**Provided passage:**
----------

Tonight sees the debut of a new music series in a new downtown space: the Old Dominick Distillery. Many have noticed the impressive Dominique chicken signage on Front Street in the past year, a revival of the original Old Dominick liquor brand and logo from the 19th Century. Such spirits helped the Canale family rise to prominence in the early days, and they've now renovated a beautiful space downtown as the headquarters of a newly galvanized brand.
This is also a win for music lovers, beginning tonight with the debut of the Pure Memphis music series in the distillery's listening room. The series is curated by Kate Hackett and Bill Myers, who have already altered the local music landscape with their Memphis Music Mansion on East Parkway. Their beautiful home and Air B'n'B also hosts occasional house concerts where listening comes first. Last October's series of shows by Charlie Hunter. which doubled as recording sessions for his upcoming album, give one a sense of how important listening is to the environments they create.
As Hackett explained to me, the series at at the distillery “was inspired by what we were doing at the house. I was working for Mempho Music Festival and Old Dominick was a sponsor. They were really interested in somehow using their space to have a place where performers could come and people could enjoy it, and it was less of a bar scene and more of a listening space.”

----------

**Written task 1:** In the piece about the Old Dominick Distillery music series, who curates the Pure Memphis series?
**Written task 2:** Carry on the piece about the Old Dominick Distillery music series from its last sentence.

**Stored rows:**
----------

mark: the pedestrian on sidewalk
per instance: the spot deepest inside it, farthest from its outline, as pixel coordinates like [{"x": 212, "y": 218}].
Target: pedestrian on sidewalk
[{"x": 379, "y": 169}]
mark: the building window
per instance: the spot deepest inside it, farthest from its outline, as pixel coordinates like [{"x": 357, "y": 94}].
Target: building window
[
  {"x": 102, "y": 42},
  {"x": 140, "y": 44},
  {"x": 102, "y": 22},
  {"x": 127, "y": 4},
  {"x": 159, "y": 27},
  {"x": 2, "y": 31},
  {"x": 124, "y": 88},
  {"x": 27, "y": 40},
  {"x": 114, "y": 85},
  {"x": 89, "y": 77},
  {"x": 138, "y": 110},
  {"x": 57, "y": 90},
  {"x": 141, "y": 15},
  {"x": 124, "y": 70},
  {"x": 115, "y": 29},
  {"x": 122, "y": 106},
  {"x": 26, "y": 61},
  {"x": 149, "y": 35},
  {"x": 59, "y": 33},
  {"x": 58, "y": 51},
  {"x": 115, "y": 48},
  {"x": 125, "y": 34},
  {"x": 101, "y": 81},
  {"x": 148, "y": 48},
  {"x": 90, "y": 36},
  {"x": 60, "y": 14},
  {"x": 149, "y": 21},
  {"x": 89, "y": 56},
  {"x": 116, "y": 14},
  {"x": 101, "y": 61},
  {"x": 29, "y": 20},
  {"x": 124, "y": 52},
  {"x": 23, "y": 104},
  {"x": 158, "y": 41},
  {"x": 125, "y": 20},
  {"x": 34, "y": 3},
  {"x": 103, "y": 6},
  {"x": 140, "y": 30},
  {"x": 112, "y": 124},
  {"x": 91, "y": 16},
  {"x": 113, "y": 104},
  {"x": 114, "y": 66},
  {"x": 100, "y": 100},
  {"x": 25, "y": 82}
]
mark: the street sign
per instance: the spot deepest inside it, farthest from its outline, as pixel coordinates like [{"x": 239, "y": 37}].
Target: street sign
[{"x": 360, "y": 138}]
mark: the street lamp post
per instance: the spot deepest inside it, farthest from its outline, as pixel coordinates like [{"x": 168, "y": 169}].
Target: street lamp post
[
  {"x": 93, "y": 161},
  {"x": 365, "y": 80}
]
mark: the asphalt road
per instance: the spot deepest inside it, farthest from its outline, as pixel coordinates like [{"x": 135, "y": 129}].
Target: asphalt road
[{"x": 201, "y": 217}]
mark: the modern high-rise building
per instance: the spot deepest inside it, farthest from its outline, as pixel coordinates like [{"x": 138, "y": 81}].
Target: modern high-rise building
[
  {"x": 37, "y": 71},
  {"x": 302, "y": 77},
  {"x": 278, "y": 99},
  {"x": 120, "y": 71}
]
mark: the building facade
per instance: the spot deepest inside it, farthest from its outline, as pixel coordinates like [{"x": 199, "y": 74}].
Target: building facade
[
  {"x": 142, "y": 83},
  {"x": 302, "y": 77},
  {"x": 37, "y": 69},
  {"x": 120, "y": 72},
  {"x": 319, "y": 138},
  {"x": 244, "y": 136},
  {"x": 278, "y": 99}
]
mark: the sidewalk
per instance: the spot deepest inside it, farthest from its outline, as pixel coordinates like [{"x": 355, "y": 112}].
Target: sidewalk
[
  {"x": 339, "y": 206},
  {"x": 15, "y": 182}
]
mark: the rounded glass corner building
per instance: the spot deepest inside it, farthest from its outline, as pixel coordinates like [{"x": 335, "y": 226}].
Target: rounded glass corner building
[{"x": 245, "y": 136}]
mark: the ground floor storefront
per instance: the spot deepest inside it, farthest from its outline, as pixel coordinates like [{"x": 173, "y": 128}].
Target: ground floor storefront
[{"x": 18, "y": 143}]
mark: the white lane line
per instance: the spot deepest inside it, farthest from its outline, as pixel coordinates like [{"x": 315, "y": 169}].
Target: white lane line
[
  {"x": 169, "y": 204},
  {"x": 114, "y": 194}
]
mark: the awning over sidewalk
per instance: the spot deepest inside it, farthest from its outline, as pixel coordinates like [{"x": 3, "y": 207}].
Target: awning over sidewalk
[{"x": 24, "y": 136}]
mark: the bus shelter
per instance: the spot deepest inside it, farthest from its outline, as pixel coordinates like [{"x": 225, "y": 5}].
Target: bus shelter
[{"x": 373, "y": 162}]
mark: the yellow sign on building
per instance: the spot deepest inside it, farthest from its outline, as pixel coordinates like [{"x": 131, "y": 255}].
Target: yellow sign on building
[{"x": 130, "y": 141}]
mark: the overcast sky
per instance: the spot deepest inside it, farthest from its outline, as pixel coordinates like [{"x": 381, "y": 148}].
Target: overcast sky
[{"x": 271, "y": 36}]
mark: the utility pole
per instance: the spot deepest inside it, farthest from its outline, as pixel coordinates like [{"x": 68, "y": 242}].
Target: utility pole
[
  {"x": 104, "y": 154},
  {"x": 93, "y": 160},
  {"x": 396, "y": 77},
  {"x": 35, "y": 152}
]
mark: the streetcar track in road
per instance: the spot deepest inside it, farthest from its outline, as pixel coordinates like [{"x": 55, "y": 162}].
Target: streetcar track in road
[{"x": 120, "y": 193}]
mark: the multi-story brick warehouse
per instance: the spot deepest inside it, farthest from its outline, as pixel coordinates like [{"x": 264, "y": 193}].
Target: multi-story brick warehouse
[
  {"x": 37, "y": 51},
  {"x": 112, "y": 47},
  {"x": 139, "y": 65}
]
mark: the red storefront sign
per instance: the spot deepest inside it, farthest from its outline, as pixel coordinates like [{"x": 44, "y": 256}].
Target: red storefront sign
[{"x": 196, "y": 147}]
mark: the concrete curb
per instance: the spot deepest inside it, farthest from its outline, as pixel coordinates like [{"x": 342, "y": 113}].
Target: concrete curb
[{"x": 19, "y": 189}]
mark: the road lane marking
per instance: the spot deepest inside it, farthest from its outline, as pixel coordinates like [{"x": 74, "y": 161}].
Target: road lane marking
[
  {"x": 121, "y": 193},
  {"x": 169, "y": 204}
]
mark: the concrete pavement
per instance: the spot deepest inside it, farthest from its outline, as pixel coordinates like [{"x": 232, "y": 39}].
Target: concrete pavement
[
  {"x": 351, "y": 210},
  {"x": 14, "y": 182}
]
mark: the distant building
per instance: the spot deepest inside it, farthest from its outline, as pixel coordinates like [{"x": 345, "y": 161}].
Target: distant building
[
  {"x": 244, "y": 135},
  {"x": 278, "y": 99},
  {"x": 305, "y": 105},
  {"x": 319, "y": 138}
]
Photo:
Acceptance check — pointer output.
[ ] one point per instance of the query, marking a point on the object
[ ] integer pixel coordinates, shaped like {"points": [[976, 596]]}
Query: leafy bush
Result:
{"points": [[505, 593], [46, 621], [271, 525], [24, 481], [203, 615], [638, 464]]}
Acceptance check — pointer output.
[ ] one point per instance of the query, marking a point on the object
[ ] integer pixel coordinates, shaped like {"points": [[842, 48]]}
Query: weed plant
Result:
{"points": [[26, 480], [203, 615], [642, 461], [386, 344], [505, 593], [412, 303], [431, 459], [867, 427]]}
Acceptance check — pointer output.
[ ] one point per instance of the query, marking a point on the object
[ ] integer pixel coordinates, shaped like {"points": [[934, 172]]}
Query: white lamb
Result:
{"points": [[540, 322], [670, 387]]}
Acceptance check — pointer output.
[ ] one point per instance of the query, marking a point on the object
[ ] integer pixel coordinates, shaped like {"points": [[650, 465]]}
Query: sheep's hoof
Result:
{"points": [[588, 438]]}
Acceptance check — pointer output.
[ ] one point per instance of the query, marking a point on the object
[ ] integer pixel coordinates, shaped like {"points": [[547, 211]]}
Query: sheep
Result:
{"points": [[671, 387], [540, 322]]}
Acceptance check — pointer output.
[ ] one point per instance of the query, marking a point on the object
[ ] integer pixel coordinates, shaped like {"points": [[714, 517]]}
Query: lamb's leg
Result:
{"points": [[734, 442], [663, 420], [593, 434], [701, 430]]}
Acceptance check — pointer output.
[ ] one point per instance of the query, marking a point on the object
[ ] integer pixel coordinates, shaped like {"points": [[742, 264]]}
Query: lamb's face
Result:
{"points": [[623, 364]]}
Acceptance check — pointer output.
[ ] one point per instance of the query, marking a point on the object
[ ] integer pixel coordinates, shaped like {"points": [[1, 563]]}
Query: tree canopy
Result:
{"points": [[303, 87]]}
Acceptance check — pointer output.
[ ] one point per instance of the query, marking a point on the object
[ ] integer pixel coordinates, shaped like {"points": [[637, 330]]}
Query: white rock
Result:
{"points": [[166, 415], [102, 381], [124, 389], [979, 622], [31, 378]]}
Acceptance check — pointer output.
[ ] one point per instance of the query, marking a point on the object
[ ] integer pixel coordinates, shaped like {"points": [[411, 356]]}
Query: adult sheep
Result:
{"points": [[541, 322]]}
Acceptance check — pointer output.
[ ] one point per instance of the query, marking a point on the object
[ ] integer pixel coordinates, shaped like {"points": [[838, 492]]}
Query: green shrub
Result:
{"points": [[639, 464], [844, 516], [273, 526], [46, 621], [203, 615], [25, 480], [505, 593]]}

----------

**Reply 1:** Kate Hackett and Bill Myers.

**Reply 2:**
The room will adhere to a locally-oriented aesthetic, spotlighting “working musicians that are either from Memphis or call Memphis home—transplants—or musicians that are coming to record at one of our studios. Those collaborations we think will happen a little bit further down the road, as the studios are more aware of what we're doing, and they can almost use the performance option as an incentive: while you're in town, you would be a great fit for this listening room. And it's just another bonus for the artist to get a feel for Memphis and get a little money in their pockets when they're in town to record. And obviously we want artists that sip the Old Dominick brand...”
Hackett waxes enthusiastic about the location and her partnership with the distillery. “They have such an awesome spot there on the river, and there is a rooftop that we'll be utilizing when the weather's better, and doing some music out there. It's a work in progress as well. The great thing about working with Old Dominick is, it's a big beautiful distillery that looks amazing. And they're putting out great product. But when it's all said and done, they're still a startup, and so they are a really agile group and we're also working together to come up with a sustainable model that is artist-friendly and gets foot traffic in the door, exposing people to what they've got going on down there from a distiller's standpoint, and then aligns that with Memphis music that's happening now. Everything from Jim Lauderdale, who's coming into town to make a new record at Boo Mitchell's place, to Talibah Safiya, who's this great emerging neo-soul artist. So we're excited that they're open to exploring that.”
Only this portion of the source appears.